Task to complete >> Could you copy every line of the data that contains the word "front"?

===== Material supplied =====

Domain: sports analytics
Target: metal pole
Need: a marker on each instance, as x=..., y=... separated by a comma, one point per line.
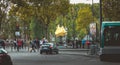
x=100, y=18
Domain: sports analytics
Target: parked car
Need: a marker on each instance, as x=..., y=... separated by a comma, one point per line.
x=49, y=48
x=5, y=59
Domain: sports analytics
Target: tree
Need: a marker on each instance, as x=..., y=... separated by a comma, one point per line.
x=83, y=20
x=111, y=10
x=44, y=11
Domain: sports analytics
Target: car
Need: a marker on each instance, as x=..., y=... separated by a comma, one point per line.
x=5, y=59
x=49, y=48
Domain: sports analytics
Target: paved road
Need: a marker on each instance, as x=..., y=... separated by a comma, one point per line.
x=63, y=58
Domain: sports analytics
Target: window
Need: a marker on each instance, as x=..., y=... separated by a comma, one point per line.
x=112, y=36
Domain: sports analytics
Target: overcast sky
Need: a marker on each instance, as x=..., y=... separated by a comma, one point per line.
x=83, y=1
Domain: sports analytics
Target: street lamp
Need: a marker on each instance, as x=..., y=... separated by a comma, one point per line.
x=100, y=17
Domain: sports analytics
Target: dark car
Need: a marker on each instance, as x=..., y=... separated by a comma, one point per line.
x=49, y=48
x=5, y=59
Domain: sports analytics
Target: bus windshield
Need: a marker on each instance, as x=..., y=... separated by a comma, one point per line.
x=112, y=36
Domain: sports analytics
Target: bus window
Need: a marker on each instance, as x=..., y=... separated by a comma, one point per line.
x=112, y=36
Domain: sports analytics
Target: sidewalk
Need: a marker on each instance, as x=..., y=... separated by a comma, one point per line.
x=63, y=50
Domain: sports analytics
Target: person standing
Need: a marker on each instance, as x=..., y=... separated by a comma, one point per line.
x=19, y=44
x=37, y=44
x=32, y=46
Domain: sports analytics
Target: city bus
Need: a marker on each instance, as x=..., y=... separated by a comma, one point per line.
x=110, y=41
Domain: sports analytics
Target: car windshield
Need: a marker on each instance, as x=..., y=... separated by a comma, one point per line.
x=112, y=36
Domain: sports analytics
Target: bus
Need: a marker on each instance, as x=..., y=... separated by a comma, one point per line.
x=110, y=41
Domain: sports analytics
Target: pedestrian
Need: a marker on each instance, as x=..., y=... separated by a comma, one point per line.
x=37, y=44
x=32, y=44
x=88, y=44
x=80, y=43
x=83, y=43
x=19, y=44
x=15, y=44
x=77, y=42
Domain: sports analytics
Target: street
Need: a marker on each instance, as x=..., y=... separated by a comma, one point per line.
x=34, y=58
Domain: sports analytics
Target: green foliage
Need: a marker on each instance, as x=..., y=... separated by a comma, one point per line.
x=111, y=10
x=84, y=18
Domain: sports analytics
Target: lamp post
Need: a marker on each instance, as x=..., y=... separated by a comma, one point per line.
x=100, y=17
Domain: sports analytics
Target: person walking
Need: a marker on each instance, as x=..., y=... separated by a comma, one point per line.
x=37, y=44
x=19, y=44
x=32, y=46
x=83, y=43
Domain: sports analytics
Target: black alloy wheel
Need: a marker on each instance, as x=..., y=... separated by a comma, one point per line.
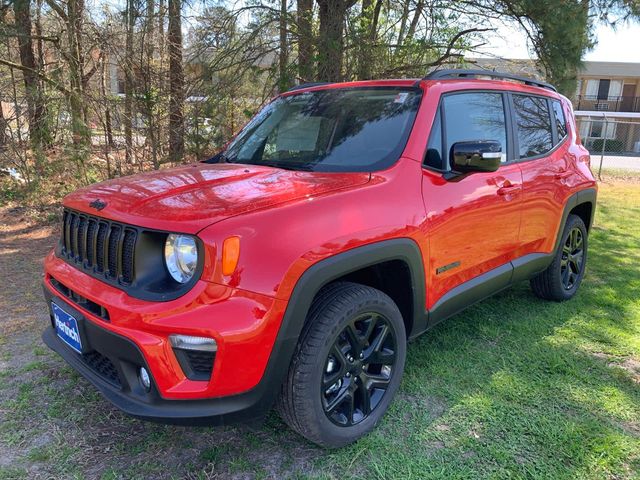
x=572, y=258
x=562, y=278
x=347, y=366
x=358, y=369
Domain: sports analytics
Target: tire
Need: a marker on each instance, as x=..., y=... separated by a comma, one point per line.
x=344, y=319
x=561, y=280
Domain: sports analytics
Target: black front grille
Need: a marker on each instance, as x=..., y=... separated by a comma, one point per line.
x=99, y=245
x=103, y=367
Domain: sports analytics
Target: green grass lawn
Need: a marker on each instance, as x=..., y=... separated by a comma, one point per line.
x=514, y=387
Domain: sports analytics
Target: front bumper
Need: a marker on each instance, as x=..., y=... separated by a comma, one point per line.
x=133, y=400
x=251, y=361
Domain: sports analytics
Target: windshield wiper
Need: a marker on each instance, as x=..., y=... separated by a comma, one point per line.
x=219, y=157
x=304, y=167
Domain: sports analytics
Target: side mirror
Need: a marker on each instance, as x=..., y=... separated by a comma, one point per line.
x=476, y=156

=====
===== Material supplied =====

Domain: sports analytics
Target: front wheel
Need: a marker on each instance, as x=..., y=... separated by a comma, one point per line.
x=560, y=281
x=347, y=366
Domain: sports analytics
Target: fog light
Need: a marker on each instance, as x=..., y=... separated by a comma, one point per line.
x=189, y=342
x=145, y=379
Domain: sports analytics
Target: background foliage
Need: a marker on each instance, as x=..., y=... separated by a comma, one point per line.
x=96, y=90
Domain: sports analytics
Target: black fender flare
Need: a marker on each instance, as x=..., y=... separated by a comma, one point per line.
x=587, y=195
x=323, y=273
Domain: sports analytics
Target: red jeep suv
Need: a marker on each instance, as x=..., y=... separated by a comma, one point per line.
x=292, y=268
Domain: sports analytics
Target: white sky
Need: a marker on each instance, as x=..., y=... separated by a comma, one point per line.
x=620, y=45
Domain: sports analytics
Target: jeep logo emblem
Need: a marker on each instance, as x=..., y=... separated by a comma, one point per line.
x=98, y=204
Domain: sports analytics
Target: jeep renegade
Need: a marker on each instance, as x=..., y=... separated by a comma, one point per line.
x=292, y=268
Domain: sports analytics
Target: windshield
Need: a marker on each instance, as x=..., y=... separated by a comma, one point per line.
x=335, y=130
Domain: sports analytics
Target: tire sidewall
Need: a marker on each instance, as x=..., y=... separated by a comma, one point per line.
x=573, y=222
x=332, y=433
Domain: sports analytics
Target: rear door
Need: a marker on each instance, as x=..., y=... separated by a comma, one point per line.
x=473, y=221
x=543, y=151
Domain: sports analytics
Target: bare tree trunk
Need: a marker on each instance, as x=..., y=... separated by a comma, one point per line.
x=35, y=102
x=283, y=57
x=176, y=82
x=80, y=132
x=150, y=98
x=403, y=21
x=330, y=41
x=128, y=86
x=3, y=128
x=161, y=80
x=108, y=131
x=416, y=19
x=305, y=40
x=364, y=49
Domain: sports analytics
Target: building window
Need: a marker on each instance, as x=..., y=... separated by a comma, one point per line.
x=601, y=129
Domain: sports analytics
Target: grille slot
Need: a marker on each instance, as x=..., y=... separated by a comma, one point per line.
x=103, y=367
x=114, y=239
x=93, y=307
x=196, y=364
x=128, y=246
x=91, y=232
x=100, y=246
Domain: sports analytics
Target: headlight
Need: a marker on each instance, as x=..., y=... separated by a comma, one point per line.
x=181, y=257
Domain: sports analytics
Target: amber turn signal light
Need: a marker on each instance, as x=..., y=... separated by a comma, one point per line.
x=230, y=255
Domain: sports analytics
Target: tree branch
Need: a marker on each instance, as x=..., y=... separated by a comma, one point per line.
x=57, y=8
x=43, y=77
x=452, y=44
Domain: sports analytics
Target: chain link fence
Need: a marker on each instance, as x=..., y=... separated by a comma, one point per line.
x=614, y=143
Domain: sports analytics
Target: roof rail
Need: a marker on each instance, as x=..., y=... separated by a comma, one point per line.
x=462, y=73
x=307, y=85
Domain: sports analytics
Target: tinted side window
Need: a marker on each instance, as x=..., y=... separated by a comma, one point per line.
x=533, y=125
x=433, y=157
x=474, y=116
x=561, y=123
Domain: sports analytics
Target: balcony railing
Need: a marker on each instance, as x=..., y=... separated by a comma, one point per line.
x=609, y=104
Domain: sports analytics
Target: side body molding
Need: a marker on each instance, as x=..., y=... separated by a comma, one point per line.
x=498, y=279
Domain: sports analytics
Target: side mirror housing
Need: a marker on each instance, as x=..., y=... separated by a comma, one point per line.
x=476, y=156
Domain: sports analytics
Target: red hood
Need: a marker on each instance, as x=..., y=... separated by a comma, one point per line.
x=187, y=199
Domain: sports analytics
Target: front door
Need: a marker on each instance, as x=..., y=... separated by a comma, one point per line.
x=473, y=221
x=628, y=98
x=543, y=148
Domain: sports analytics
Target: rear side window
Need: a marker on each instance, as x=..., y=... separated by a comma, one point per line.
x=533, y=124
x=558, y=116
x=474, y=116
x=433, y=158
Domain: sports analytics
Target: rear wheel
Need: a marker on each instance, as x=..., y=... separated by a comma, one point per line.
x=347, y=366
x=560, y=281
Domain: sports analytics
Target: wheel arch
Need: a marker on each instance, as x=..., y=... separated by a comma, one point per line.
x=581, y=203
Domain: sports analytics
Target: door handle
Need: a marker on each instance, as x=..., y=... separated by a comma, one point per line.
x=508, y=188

=====
===== Material supplied =====

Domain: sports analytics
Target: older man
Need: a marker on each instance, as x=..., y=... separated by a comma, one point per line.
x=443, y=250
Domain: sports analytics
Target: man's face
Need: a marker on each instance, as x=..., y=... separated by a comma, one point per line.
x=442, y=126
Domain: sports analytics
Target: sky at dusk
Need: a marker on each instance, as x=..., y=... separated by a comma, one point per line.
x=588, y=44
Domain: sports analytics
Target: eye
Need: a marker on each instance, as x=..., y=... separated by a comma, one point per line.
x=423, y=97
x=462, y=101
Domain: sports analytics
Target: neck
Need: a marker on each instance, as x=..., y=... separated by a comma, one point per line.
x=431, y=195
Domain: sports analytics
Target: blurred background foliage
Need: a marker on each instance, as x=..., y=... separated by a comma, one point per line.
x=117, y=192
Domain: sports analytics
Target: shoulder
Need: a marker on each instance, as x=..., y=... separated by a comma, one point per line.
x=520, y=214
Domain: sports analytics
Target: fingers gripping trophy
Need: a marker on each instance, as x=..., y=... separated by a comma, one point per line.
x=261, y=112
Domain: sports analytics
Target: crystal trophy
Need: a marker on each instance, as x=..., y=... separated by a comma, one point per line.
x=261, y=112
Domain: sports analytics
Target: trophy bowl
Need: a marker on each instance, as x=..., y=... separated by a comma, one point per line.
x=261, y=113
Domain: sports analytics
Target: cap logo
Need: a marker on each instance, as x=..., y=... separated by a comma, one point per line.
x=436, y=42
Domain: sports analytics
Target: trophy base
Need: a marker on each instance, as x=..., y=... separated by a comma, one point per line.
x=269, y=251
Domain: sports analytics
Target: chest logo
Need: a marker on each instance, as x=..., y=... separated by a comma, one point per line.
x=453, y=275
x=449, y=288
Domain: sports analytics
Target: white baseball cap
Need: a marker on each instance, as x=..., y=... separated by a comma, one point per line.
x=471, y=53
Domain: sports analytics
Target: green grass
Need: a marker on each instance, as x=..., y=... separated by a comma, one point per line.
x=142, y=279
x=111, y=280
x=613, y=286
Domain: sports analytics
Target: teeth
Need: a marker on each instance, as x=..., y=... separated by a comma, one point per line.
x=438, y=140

=====

Answer box >>
Target: black front grille
Target: front bumper
Target: front wheel
Target: front door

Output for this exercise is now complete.